Named object pointing entries:
Start

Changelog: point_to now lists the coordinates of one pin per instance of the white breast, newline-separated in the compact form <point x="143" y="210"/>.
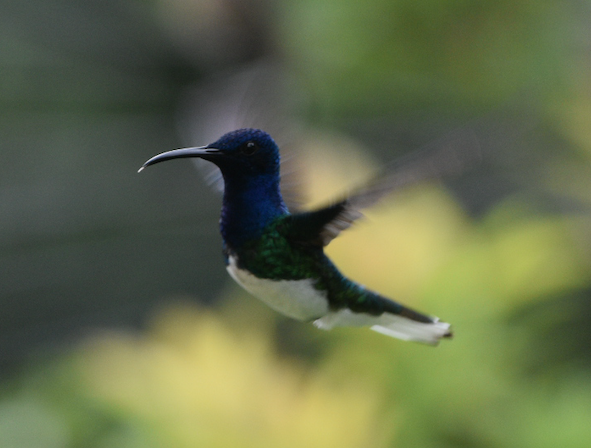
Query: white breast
<point x="294" y="298"/>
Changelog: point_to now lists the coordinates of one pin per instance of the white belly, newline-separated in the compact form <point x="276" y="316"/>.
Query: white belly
<point x="294" y="298"/>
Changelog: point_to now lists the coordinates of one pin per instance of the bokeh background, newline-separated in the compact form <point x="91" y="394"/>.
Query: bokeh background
<point x="119" y="326"/>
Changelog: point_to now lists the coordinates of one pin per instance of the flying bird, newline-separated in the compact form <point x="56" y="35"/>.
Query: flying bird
<point x="278" y="256"/>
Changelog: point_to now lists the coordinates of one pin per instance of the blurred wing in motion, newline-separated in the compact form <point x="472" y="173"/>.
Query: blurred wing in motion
<point x="451" y="156"/>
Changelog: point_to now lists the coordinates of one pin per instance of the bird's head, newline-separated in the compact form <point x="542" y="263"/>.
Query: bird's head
<point x="237" y="153"/>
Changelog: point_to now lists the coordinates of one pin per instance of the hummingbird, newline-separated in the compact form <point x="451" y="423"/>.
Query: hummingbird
<point x="279" y="257"/>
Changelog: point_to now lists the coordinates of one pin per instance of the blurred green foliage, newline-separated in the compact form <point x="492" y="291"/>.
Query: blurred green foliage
<point x="514" y="281"/>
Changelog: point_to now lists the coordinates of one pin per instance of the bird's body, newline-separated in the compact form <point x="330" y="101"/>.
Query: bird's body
<point x="279" y="257"/>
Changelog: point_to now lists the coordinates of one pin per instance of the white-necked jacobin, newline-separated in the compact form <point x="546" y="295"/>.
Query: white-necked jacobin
<point x="279" y="257"/>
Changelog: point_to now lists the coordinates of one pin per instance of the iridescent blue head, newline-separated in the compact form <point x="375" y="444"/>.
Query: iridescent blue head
<point x="245" y="152"/>
<point x="249" y="162"/>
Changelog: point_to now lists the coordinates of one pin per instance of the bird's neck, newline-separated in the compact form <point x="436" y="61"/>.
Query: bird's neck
<point x="249" y="205"/>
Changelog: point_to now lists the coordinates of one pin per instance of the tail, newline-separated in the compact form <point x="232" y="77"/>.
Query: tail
<point x="396" y="321"/>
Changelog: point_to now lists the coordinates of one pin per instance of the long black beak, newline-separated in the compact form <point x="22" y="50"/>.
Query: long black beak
<point x="201" y="151"/>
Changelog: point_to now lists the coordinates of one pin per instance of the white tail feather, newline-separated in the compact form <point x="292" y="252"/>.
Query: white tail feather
<point x="389" y="324"/>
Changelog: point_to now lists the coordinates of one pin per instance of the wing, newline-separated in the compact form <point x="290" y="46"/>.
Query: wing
<point x="444" y="158"/>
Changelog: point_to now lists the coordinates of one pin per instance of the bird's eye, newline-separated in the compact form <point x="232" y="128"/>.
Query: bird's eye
<point x="249" y="148"/>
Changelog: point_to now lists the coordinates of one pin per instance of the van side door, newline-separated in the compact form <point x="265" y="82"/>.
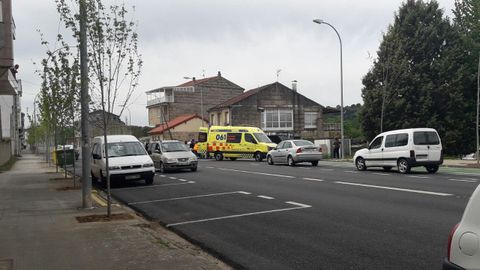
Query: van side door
<point x="375" y="153"/>
<point x="427" y="146"/>
<point x="396" y="146"/>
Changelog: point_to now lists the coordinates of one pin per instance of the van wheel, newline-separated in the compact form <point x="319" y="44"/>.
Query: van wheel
<point x="290" y="161"/>
<point x="218" y="156"/>
<point x="360" y="164"/>
<point x="403" y="166"/>
<point x="269" y="160"/>
<point x="432" y="168"/>
<point x="258" y="156"/>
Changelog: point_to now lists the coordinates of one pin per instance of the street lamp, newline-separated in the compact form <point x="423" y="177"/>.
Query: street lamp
<point x="341" y="83"/>
<point x="129" y="122"/>
<point x="201" y="94"/>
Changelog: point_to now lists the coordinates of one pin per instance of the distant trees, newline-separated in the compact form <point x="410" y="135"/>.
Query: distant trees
<point x="419" y="76"/>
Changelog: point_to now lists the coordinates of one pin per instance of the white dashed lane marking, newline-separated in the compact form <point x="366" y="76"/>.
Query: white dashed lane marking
<point x="396" y="189"/>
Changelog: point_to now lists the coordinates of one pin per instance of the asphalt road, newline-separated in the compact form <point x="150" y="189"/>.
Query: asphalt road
<point x="258" y="216"/>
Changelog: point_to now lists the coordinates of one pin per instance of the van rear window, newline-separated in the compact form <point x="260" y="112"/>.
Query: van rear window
<point x="234" y="137"/>
<point x="425" y="138"/>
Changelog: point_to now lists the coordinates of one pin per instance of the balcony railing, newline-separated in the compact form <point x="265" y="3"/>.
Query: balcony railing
<point x="331" y="126"/>
<point x="160" y="100"/>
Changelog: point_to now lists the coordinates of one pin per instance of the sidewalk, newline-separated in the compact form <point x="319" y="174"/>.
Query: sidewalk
<point x="39" y="230"/>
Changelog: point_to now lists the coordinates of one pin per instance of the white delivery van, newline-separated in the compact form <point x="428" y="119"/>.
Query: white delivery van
<point x="404" y="149"/>
<point x="127" y="158"/>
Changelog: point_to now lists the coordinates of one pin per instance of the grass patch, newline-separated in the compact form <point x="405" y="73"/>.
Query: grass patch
<point x="7" y="166"/>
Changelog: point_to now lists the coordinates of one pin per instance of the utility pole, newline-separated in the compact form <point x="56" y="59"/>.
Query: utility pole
<point x="84" y="100"/>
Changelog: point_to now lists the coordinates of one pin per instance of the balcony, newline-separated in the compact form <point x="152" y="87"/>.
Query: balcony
<point x="159" y="100"/>
<point x="160" y="96"/>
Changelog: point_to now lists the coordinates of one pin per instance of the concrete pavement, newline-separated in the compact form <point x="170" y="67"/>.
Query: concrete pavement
<point x="39" y="230"/>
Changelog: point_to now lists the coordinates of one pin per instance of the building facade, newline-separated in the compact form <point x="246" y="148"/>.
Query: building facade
<point x="275" y="108"/>
<point x="11" y="129"/>
<point x="182" y="128"/>
<point x="193" y="97"/>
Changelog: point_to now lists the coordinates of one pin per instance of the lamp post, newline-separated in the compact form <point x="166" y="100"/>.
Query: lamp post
<point x="129" y="114"/>
<point x="341" y="84"/>
<point x="201" y="95"/>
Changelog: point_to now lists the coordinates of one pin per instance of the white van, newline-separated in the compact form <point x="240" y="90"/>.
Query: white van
<point x="127" y="158"/>
<point x="404" y="149"/>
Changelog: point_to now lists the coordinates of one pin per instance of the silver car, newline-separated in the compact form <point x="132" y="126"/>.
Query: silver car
<point x="295" y="151"/>
<point x="172" y="155"/>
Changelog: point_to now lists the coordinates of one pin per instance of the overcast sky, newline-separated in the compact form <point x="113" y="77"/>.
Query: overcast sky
<point x="247" y="40"/>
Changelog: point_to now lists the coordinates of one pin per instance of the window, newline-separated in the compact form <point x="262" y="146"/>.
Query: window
<point x="274" y="119"/>
<point x="376" y="143"/>
<point x="425" y="138"/>
<point x="311" y="119"/>
<point x="287" y="145"/>
<point x="249" y="138"/>
<point x="234" y="137"/>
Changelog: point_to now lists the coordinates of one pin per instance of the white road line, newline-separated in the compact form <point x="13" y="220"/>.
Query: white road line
<point x="420" y="177"/>
<point x="260" y="173"/>
<point x="299" y="204"/>
<point x="186" y="197"/>
<point x="154" y="186"/>
<point x="384" y="174"/>
<point x="396" y="189"/>
<point x="463" y="180"/>
<point x="313" y="179"/>
<point x="236" y="216"/>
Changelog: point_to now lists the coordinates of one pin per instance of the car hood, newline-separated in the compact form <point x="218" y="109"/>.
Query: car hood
<point x="129" y="160"/>
<point x="183" y="154"/>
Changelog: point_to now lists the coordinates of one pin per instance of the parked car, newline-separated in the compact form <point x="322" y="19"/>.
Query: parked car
<point x="463" y="243"/>
<point x="128" y="159"/>
<point x="172" y="155"/>
<point x="292" y="152"/>
<point x="404" y="149"/>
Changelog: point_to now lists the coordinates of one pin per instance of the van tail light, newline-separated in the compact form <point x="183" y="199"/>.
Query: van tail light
<point x="450" y="238"/>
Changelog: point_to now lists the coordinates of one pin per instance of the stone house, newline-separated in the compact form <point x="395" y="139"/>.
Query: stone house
<point x="275" y="108"/>
<point x="193" y="97"/>
<point x="182" y="128"/>
<point x="115" y="126"/>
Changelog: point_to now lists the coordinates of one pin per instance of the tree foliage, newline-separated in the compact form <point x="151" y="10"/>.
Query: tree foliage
<point x="416" y="78"/>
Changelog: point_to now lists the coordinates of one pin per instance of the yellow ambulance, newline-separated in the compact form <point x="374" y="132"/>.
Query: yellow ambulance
<point x="233" y="142"/>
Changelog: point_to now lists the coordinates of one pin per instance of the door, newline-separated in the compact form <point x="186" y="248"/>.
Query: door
<point x="249" y="143"/>
<point x="427" y="146"/>
<point x="396" y="145"/>
<point x="276" y="153"/>
<point x="375" y="153"/>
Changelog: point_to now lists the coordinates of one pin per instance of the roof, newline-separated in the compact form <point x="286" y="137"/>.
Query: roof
<point x="240" y="97"/>
<point x="173" y="123"/>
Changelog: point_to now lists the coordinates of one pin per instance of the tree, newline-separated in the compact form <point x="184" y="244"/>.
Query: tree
<point x="408" y="79"/>
<point x="114" y="61"/>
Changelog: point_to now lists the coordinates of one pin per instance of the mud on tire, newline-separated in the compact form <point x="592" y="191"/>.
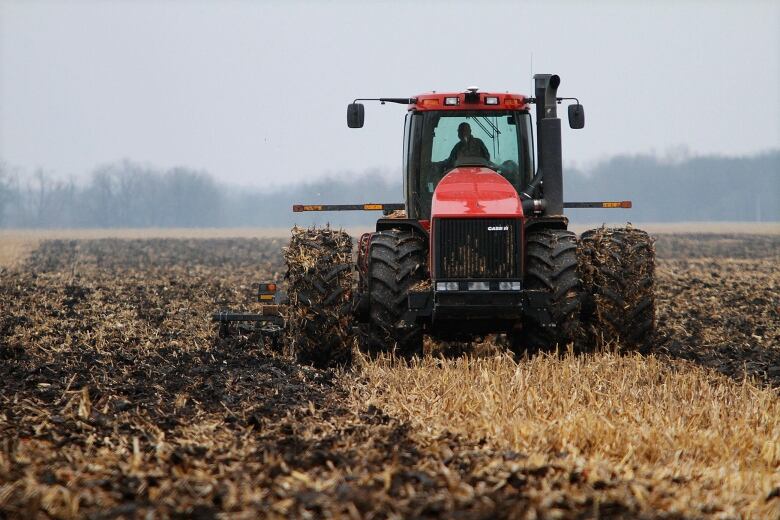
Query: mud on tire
<point x="319" y="285"/>
<point x="618" y="271"/>
<point x="551" y="266"/>
<point x="397" y="262"/>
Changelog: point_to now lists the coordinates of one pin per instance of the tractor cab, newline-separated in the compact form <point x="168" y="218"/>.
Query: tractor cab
<point x="443" y="132"/>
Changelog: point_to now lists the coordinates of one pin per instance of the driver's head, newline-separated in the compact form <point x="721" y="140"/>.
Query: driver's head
<point x="464" y="131"/>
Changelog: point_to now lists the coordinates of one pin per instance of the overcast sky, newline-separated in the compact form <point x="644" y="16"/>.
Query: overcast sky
<point x="256" y="92"/>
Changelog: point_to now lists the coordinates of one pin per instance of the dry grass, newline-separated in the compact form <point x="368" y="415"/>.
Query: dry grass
<point x="686" y="438"/>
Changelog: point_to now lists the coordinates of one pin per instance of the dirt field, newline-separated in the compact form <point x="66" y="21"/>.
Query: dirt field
<point x="119" y="400"/>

End

## Requirements
Rewrite the stretch from the line containing "of the dirt" through the end of the material, switching "dirt field" to "plowed field" and leaving everything else unchanged.

## Reply
Changelog: point_to now lists the coordinates of one pin per instance of the plowed field, newline-separated in the compact form <point x="66" y="21"/>.
Query: plowed field
<point x="119" y="400"/>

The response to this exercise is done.